◆ PROBLEM
How would the sentence "During stress, Rck2 prevents polysome levels from falling too low." from the abstract on yeast stress responses read in Spanish?

### PASSAGE

The oxidative and osmotic stress responses of S. cerevisiae

Sammanfattning: The yeast Hog1 is a stress responsive mitogen activated protein kinase (MAPK) similar to mammalian p38 and JNK. Rck2 is a protein kinase downstream of Hog1. The Hog1 pathway was previously implicated exclusively in the response to osmotic stress. This thesis investigates the role of the Hog1 MAPK signaling pathway in global post-transcriptional regulation and survival during environmental stress. We have shown that mutations in Hog1 pathway components make cells sensitive to oxidative and heavy metal stress and that Hog1 and Rck2 are activated during these stress conditions. Putative downstream components involved in oxidative stress resistance are identified. Rck2 has a profound effect on the translational apparatus. During stress, Rck2 prevents polysome levels from falling too low. A kinase-dead allele of Rck2 confers stress sensitivity, and causes inactive polysomes to persist bound to mRNA during stress. Transcripts encoding translational components are deregulated in rck2 mutants. In response to osmotic stress, the Hog1 pathway affects mRNA levels of several hundred genes. This is accomplished to a large extent by regulation of mRNA stability, which is fast, widespread, and specific for several large groups of genes. Regulation of mRNA stability is dynamic throughout the response and precedes accumulation as well as decline of transcript levels. Unexpectedly, Rck2 has a larger effect on total transcript levels than on stability, indicating a role in transcription. A comparison between two large scale studies reveals a positive global correlation between changes in polysomal association and mRNA stability in the adaptation phase. No global correlation was found in the early response. Among genes annotated as stress responsive, two groups were found which differed in their regulation at the polysomal level early in the response, and these were used to discover new genes with a characteristic post-transcriptional behavior after stress. Transcripts encoding components of the cytoplasmic translational apparatus were divided into three separate groups with a characteristic behavior. A group of genes shown to be translationally upregulated was shown to also be stabilized in response to stress.

######
### DATA EXCERPTS

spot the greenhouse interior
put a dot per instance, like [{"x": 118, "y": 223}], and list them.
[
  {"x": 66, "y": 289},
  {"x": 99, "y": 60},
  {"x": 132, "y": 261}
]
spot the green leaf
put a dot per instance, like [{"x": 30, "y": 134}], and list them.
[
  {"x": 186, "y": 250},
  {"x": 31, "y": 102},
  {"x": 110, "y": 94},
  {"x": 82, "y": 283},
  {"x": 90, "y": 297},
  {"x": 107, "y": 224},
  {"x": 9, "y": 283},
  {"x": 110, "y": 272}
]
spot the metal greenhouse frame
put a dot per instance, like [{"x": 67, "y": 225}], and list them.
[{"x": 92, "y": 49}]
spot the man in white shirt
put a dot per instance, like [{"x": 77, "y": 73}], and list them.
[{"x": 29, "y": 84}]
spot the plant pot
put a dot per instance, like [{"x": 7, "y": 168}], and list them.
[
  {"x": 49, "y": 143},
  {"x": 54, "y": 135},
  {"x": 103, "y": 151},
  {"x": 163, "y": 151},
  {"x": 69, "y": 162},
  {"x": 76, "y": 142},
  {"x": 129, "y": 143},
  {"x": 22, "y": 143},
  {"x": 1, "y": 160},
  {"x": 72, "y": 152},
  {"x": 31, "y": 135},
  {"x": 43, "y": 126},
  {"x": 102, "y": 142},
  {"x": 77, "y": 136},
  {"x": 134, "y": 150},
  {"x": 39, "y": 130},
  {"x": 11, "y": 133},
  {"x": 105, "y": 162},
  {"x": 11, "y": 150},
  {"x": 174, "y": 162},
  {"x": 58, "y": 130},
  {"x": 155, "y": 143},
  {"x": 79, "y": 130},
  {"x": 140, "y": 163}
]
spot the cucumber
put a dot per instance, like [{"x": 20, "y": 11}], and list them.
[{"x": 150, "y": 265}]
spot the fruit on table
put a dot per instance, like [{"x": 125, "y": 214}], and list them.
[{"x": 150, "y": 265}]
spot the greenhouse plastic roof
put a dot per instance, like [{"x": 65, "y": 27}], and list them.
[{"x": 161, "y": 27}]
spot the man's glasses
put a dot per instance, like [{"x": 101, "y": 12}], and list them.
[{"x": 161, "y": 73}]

######

◆ EXPECTED OUTPUT
Durante el estrés, Rck2 impide que los niveles de polisomas desciendan demasiado.